▶ [ATTIVITÀ DA SVOLGERE 1]:
Indica se le affermazioni (a), (b) e (c) concordano con il testo sulla genitorialità e il lavoro di cura. Rispondi sì o no a ciascuna e cita testualmente le parole del testo che lo stabiliscono.
(a) Curare bambini e curare un adulto anziano affetto da demenza appartengono allo stesso universo.
(b) Il gioco e la risata sono contenuti validi anche nelle cure di fine vita.
(c) Il film "Patch Adams" indicato nel testo è del 1998.
▶ [ATTIVITÀ DA SVOLGERE 2]:
Prosegui il testo sulla genitorialità e il lavoro di cura a partire dalla sua ultima frase.

La genitorialità è il modello culturale e psicologico al quale usualmente viene associato il lavoro di cura, assistenziale e/o sanitario. Quasi come se vi fosse un’equivalenza tra curare bambini e curare un adulto colpito da tumore o un adulto anziano affetto da demenza.
Si tratta di un universo completamente differente, che mutua alcuni contenuti dall’esperienza dell’allevamento della prole, soprattutto soluzioni pratiche o strumenti, ma che dal punto di vista culturale e relazionale si colloca in tutt’altra dimensione: per questo la formazione dedicata deve avere una sua specificità e aiutare a rielaborare l’esperienza.
Replicare il modello infatti porta con sé distorsioni e attivazioni di conflitti o regressioni, che spesso inficiano la relazione d’aiuto. Non si può negare che vi siano cure dell’infanzia che sono sane ispirazioni curative, come per esempio il gioco, la risata, il contenimento fisico o le coccole; tutti contenuti eccellenti che sono trasversali a tutte le età e in tutte le condizioni, anche nelle cure di fine vita.
Per trovare interessanti suggestioni a riguardo, Vi invito alla visione del film “Patch Adams” (1998) con Robin Williams o a leggere il libro “Salute! Curare la sofferenza con l'allegria e con l'amore” del Dr. Adams e Maureen Mylander.
Ma torniamo a quelle differenze che è bene tener presenti e che ci aiutano a focalizzare quando una relazione d’aiuto è sana o meno.

▶ [DATI MOSTRATI]:
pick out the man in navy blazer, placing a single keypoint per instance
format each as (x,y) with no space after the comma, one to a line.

▶ [RISULTATO DELL'ESERCIZIO 1]:
(a) No: «Si tratta di un universo completamente differente».
(b) Sì: «tutti contenuti eccellenti che sono trasversali a tutte le età e in tutte le condizioni, anche nelle cure di fine vita».
(c) Sì: «il film “Patch Adams” (1998) con Robin Williams».

▶ [RISULTATO DELL'ESERCIZIO 2]:
Accompagnare ai primi passi un bambino di 10 mesi o ai primi passi dopo la riabilitazione un uomo con limitata capacità di deambulazione: magari usano ambedue un “girello”, sia appoggiano ai mobili o al corrimano, vanno lentissimi rispetto al nostro passo. Siamo concentrati sul fatto che non debbano cadere e li reggiamo saldamente, ma mentre nel primo caso siamo inconsciamente certi che il bambino si rialzerà facilmente - dopotutto “i bambini sono fatti di gomma” e poi in fondo sarà presto autonomo - nel secondo caso siamo invece assaliti da pensieri nefasti, immaginiamo un femore rotto, interventi invasivi, una ulteriore assistenza, il carico che dovremo portare... Panico!
Nel primo caso, si rassicura il bambino imitandolo, giocherellando e cambiando la nostra voce per farlo sentire come dentro ad un cartone animato. Purtroppo però spesso assisto a situazioni dove questo atteggiamento viene applicato anche agli adulti anziani: “Su dai che ce la facciamo” con voce stridula e lenta, come se non fossero capaci di comprendere il tono di accondiscendenza con il quale li trattiamo.
Questo approccio produce l’infantilizzazione della persona che riceve le nostre cure, la sua perdita di dignità e inoltre consolida la sua percezione di perdita del senso di sé, accelerando una fase di regressione.
L’uso delle frasi è standardizzato, si assiste ad un impoverimento del linguaggio e conseguentemente della potenzialità di espressione della persona.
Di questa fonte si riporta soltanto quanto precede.